▸ **TEXT EXCERPT**
Friday, March 31, 2017

PREDICATORES DE JUSTICIA


  The annual May 1, Labor Day March is preceded by a program called, “PREDICATORES DE JUSTICIA.” (Preachers of Justice)

  In April preachers will be sent to various congregations in Milwaukee, Racine, Beloit, and Sheboygan to advocate for immigrant rights. There will be homilies, discussions, announcements or simply a distribution of flyers regarding the May 1st March at various faith communities.  
  
   Common sense demands immigration reform and immigrant rights; for example, an article in the Milwaukee Journal Sentinel states: “Programs that foster integration (of immigrants) are crucial in the industrial Midwest … to fill vacancies as waves of baby boomers retire. (M.J.S. 3-30-17)  But there is more to it than that.  Some look for more illumination and inspiration from a fundamental understanding of their Faith.  A basic text for “People of the Book” is - all are created in the image and likeness of God. (Gen. 1)

The special dignity of the person is clear – all are created in the image of God – none are left out such as the stranger: – “If a stranger lives in your land, do not molest him.  You must count him as one of your own countrymen and love him as yourself.” (Lev 19: 33-34).   Jesus explained that if you have neglected the stranger you have neglected Jesus himself. (Matt. 24). The Koran states, “Do good to parents, kinfolk orphans, those in need, neighbors who are near, neighbors who are strangers, the Companion by your side, the wayfarer you meet …” (4;36)

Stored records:
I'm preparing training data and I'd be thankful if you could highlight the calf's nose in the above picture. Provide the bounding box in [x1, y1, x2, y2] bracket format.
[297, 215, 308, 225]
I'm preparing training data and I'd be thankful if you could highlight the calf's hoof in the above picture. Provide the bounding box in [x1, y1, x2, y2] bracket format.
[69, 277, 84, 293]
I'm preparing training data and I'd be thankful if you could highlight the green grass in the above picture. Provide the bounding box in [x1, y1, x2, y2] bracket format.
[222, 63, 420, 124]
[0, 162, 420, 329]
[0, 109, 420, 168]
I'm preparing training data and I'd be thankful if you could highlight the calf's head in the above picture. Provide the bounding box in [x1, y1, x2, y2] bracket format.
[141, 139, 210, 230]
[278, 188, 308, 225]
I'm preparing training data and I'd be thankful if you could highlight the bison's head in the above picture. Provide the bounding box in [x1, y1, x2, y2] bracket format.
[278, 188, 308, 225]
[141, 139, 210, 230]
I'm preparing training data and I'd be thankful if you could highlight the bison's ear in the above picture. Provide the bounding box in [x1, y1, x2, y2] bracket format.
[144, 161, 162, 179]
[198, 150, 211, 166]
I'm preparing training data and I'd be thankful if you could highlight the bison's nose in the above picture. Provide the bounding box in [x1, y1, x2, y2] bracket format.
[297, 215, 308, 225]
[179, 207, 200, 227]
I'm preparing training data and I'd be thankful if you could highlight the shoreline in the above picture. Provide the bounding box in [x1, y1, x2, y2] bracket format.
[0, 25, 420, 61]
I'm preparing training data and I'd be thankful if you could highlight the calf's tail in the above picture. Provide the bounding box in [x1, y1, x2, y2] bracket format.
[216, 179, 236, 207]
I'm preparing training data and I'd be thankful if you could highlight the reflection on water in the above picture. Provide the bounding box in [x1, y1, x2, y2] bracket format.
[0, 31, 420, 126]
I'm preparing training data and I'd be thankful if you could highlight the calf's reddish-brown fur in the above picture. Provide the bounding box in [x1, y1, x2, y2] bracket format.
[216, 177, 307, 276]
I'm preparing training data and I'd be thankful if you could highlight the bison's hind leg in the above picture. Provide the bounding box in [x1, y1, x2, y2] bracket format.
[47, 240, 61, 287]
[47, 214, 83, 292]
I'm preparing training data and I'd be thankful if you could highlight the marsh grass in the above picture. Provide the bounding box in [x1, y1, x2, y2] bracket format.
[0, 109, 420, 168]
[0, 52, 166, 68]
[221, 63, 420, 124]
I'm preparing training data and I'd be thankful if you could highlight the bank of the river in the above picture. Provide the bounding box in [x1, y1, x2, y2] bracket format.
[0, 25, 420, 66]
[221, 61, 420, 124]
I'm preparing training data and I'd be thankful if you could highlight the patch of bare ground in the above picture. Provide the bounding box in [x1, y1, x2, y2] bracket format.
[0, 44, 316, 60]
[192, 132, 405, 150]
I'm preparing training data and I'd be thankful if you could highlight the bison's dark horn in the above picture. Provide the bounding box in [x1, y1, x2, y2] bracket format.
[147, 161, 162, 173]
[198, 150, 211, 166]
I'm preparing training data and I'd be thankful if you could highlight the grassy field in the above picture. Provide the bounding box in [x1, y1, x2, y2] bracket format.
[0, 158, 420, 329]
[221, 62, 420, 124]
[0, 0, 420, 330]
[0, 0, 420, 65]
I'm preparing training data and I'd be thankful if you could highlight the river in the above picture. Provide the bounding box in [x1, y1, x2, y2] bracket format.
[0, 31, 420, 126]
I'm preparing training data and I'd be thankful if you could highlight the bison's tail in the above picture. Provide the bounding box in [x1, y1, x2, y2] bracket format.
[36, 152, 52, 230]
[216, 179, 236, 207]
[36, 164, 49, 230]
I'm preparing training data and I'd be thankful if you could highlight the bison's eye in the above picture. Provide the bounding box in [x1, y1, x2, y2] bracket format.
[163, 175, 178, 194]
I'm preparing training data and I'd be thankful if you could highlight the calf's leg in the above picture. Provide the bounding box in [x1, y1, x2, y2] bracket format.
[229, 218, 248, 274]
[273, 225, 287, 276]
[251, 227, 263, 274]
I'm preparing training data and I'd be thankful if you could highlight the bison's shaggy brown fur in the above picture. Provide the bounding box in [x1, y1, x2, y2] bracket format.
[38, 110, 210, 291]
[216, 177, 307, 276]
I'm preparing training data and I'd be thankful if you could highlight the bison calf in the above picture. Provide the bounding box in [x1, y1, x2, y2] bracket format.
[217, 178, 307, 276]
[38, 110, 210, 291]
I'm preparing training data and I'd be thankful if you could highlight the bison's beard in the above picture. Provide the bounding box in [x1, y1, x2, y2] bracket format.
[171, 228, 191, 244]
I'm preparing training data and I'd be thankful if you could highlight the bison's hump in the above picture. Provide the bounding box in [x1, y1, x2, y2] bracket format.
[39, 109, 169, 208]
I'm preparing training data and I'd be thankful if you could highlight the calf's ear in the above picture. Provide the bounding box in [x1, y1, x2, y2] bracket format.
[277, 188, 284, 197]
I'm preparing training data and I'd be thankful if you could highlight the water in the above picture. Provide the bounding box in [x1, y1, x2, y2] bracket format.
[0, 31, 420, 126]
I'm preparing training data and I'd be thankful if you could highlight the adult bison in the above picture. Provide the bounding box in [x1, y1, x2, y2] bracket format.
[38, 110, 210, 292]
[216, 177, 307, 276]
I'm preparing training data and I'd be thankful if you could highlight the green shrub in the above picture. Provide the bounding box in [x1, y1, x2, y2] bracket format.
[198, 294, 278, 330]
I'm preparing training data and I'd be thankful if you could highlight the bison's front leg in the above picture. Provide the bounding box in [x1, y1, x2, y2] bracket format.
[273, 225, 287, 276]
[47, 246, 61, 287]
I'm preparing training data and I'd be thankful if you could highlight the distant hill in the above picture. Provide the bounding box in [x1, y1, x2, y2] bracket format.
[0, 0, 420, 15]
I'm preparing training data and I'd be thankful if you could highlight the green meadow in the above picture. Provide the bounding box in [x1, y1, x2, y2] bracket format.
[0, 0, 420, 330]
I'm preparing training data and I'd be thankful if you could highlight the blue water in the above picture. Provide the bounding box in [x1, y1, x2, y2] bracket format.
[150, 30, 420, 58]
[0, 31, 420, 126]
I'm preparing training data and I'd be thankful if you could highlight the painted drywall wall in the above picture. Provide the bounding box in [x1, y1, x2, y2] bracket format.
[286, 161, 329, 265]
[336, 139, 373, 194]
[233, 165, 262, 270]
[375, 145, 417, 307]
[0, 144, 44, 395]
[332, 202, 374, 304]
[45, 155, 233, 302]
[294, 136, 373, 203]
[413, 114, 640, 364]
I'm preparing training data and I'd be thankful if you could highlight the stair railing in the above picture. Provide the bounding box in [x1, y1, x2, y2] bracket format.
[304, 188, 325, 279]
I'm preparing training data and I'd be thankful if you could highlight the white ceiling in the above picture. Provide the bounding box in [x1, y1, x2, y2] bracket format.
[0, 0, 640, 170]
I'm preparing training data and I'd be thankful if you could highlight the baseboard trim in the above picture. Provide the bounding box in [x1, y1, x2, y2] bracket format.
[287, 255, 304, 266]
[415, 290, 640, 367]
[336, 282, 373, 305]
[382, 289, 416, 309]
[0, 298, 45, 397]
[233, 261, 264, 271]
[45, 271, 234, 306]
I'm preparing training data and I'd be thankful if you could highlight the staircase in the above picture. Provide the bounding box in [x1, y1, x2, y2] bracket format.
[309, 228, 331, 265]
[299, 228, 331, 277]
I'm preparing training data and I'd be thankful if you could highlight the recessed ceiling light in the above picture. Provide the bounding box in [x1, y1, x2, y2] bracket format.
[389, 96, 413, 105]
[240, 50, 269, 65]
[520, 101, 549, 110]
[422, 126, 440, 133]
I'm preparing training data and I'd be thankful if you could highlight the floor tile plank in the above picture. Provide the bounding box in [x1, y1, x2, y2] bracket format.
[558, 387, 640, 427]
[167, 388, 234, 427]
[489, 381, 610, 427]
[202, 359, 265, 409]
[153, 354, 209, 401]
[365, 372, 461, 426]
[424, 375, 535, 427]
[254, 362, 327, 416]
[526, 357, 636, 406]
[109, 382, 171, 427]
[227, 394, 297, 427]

▸ **DIRECTIONS**
**A.** In the Predicatores de Justicia text, swap "flyers" for "leaflets" and reproduce everything from "Friday, March 31, 2017" down to "various faith communities.".
**B.** Return the stored rows unchanged, everything from the line that contains "highlight the floor" down to the final row, with both of those lines included.

▸ **THE RESULTS**
**A.**
Friday, March 31, 2017

PREDICATORES DE JUSTICIA


  The annual May 1, Labor Day March is preceded by a program called, “PREDICATORES DE JUSTICIA.” (Preachers of Justice)

  In April preachers will be sent to various congregations in Milwaukee, Racine, Beloit, and Sheboygan to advocate for immigrant rights. There will be homilies, discussions, announcements or simply a distribution of leaflets regarding the May 1st March at various faith communities.

**B.**
I'm preparing training data and I'd be thankful if you could highlight the floor tile plank in the above picture. Provide the bounding box in [x1, y1, x2, y2] bracket format.
[558, 387, 640, 427]
[167, 388, 234, 427]
[489, 381, 610, 427]
[202, 359, 265, 409]
[153, 354, 209, 401]
[365, 372, 461, 426]
[424, 375, 535, 427]
[254, 362, 327, 416]
[526, 357, 636, 406]
[109, 382, 171, 427]
[227, 394, 297, 427]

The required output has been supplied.